*SUPPLIED INFORMATION*.

================================

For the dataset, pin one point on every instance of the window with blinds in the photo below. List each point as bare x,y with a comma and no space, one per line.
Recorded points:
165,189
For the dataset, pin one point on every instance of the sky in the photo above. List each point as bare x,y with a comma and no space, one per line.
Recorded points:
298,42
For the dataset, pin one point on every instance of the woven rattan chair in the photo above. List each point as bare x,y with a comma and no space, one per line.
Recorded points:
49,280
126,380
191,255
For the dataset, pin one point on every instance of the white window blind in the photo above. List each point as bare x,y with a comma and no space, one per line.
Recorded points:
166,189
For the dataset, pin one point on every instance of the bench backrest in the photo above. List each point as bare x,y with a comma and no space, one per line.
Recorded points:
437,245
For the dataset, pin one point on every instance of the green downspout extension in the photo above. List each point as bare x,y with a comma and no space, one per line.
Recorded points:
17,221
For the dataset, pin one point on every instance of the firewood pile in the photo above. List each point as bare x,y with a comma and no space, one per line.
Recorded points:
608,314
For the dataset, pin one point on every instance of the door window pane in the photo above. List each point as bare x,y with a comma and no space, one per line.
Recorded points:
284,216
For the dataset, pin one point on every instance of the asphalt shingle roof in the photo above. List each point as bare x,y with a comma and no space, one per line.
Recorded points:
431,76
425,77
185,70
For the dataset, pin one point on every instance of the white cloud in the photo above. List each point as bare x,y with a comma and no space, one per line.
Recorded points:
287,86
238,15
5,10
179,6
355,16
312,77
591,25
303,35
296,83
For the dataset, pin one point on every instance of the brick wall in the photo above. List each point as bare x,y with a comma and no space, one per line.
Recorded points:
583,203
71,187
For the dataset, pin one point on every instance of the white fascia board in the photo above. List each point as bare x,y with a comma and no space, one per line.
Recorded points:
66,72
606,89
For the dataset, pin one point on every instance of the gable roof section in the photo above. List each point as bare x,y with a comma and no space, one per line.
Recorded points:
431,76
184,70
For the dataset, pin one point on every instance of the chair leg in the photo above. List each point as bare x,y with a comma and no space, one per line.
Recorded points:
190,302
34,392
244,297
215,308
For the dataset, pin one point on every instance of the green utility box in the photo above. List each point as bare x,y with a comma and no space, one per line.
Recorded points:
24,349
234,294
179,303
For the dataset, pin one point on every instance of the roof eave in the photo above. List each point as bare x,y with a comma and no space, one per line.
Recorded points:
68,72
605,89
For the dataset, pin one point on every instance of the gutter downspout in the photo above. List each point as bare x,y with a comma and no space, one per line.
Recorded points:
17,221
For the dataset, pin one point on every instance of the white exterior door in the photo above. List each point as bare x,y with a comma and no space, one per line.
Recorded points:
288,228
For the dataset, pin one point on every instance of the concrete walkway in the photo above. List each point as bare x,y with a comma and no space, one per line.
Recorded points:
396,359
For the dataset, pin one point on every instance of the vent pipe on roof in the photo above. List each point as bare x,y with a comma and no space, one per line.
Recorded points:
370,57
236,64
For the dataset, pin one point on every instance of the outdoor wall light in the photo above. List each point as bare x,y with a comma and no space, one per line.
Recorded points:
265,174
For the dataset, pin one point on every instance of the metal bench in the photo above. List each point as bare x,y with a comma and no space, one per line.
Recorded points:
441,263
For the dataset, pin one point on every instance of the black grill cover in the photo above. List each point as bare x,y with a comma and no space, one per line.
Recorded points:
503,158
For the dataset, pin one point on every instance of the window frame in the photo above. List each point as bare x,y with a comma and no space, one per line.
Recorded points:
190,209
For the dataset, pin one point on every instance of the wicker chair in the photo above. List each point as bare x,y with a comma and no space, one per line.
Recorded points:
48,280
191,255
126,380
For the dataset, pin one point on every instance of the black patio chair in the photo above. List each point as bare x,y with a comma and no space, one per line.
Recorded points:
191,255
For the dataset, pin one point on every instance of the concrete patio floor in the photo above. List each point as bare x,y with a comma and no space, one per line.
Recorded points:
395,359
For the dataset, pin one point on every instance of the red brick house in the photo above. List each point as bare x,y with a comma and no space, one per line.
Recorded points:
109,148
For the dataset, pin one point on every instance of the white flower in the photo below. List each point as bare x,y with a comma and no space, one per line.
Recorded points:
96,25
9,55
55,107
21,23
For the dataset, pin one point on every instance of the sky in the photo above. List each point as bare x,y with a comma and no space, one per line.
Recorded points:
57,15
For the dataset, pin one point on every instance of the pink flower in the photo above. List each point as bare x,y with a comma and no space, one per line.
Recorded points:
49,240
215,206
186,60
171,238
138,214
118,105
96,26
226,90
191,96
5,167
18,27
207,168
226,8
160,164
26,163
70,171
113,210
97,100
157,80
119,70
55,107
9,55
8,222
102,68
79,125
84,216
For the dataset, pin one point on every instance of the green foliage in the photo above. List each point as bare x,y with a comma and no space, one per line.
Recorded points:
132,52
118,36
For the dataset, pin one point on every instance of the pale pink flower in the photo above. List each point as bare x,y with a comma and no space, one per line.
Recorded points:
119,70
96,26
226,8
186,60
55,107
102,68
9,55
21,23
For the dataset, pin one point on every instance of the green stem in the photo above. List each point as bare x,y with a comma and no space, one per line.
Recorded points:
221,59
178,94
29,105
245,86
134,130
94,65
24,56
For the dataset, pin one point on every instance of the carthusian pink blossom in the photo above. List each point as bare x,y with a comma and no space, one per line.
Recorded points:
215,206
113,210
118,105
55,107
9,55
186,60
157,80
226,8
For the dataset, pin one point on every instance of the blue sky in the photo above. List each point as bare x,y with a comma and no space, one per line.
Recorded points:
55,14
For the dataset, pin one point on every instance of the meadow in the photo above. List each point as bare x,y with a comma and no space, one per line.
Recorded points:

================================

*EXERCISE PROMPT*.
Each of the records is to be written out again exactly.

*COMPLETED TASK*.
For the dataset, pin one point on every instance of the window with blinds in the photo below. List each point as bare x,y with a comma and no space, one per line.
Recorded points:
165,189
For the dataset, pin one point on every instance of the sky in the photo above. List each point as bare x,y with a comma and no space, one per line.
Recorded points:
298,42
For the dataset, pin one point on every instance of the woven rattan chair in the photo above. List each point as bare x,y with a comma and no space, one per line.
Recorded points:
49,280
126,380
191,255
For the dataset, pin one point on every instance of the white window blind in the photo above. List each point as bare x,y with a comma and no space, one per line.
Recorded points:
166,189
For the dataset, pin one point on every instance of the bench backrest in the photo above. List each point as bare x,y with a comma and no space, one per line.
Recorded points:
437,245
For the dataset, pin one point on every instance of the green downspout extension in the photo above. List each point as bare x,y with a comma and no space, one per line.
Recorded points:
17,221
For the dataset, pin one point on every instance of the firewood pile in the photo above. List each point as bare x,y with a comma and no space, one per line.
Recorded points:
608,314
For the dataset, pin one point on every instance of the door window pane in the photo above. List each point as bare x,y with a comma and no space, one per line.
Recorded points:
284,216
For the dataset, pin one point on every instance of the asphalt shingle roof in the photo above. List each point as bare x,y with a comma and no space, one per line.
Recorded points:
431,76
425,77
185,70
For the dataset, pin one point on every instance of the white cloud in the photo above. List each point as bare x,y with a comma and no space, one per line.
Recorded points:
287,86
238,15
5,10
179,6
355,16
312,77
591,25
303,35
296,83
For the dataset, pin one point on every instance of the brick wall in the photo above. List each point as bare x,y with a comma and no space, one per line.
Recorded points:
583,203
71,187
For the dataset, pin one point on every instance of the white fascia board in the photo above. List each point as bare x,y with a comma and no space, one per line.
Recorded points:
66,72
606,89
For the dataset, pin one point on every instance of the gable roof section in the photo above. List each point as bare x,y with a comma and no space, one per line.
Recorded points:
431,76
184,70
For the dataset, pin one point on every instance of the chair leg in the photo above. List each point as bare x,y with a comma and no space, one per line.
Recorded points:
190,302
34,392
244,297
215,308
For the dataset, pin one point on every instance of the green utility box in the photo above. List each point as bare x,y with a comma and no space, one per line.
Recorded points:
24,349
234,294
179,303
For the dataset, pin one point on every instance of the roof eave in the photo above. List each point as bare x,y with a comma and no space, one per line.
Recorded points:
68,72
605,89
For the dataset, pin one point on every instance of the gutter downspout in the photo above. List each point as bare x,y with a comma and no space, one per line.
Recorded points:
17,221
For the dataset, pin one point on every instance of the white exterior door in the photo above. List each point as bare x,y with a comma and no space, one per line.
Recorded points:
288,228
For the dataset, pin one point on every instance of the concrete walkway in the photo above. List each point as bare x,y with a comma and no space, one per line.
Recorded points:
396,359
For the dataset, pin one point on every instance of the vent pipe on roof in the photo above. List each point as bare x,y with a comma and no space, one per line.
Recorded points:
370,57
236,64
For the dataset, pin one point on every instance of the outdoor wall light in the photo above. List each point as bare x,y with a comma and no space, one per line.
Recorded points:
265,174
For the dataset, pin one point on every instance of the metal bench in the photo above. List each point as bare x,y with a comma and no space, one per line.
Recorded points:
441,263
For the dataset, pin one point on every instance of the black grill cover in the photo above. List each point as bare x,y with a comma and no space, one per line.
Recorded points:
503,158
For the dataset, pin one point on every instance of the window frame in the photo above. List each point as bare x,y with a comma and no space, one per line.
Recorded points:
190,209
For the dataset, pin one point on every instance of the wicker chair in the photo above. List each point as bare x,y with a comma and no space, one per line.
Recorded points:
48,280
191,255
126,380
For the dataset, pin one point on every instance of the black patio chair in the photo above. List each point as bare x,y with a comma and no space, one per line.
Recorded points:
191,255
For the dataset, pin one point on every instance of the concrete patio floor in the photo above. List each point as bare x,y with a comma and no space, one per line.
Recorded points:
395,359
For the dataset, pin one point on every instance of the red brick house in the photo above. List each point as bare x,y with a comma and no space, one per line.
Recorded points:
109,148
For the dataset, pin one point on every instance of the white flower in the photo below. List each point as bare x,y with a comma and no space, one per line.
Recorded points:
96,25
9,55
55,107
21,23
For the dataset, pin one point on every instance of the sky in the photo above. List each point as bare x,y with a comma and no space, one per line.
Recorded points:
57,15
For the dataset, pin one point on every instance of the pink flower in the photo above. List each point as bare x,y with a comma and no space, one per line.
Recorded points:
49,240
215,206
186,60
171,238
138,214
118,105
96,26
226,90
191,96
5,167
18,27
207,168
226,8
160,164
26,163
70,171
113,210
97,100
157,80
119,70
55,107
9,55
8,222
102,68
79,125
84,216
For the dataset, pin one point on every instance of the green foliage in the photo above. List each point as bare x,y with a comma and no space, one per line.
Recorded points:
132,52
118,36
For the dataset, pin one point on every instance of the pale pink flower in the photo above. List each point as bare x,y with a comma and no space, one per line.
Recorded points:
119,70
96,26
226,8
186,60
55,107
102,68
9,55
21,23
For the dataset, pin one point on every instance of the green stem in the photo above. List each point as bare x,y with a comma and no space, one per line.
Recorded points:
221,59
178,94
29,105
245,86
134,130
94,65
24,56
For the dataset, pin one point on every instance of the carthusian pink blossom in the photo above. List each point as bare x,y with a comma and no space, one per line.
Recorded points:
215,206
113,210
118,105
55,107
9,55
186,60
157,80
226,8
For the dataset, pin one point on every instance of the blue sky in the photo above. List each point as bare x,y with a comma and no space, one per line.
Recorded points:
55,14
For the dataset, pin one point on every instance of the meadow in the photo above. List each point as bare x,y with a comma and no space, one per line.
Recorded points:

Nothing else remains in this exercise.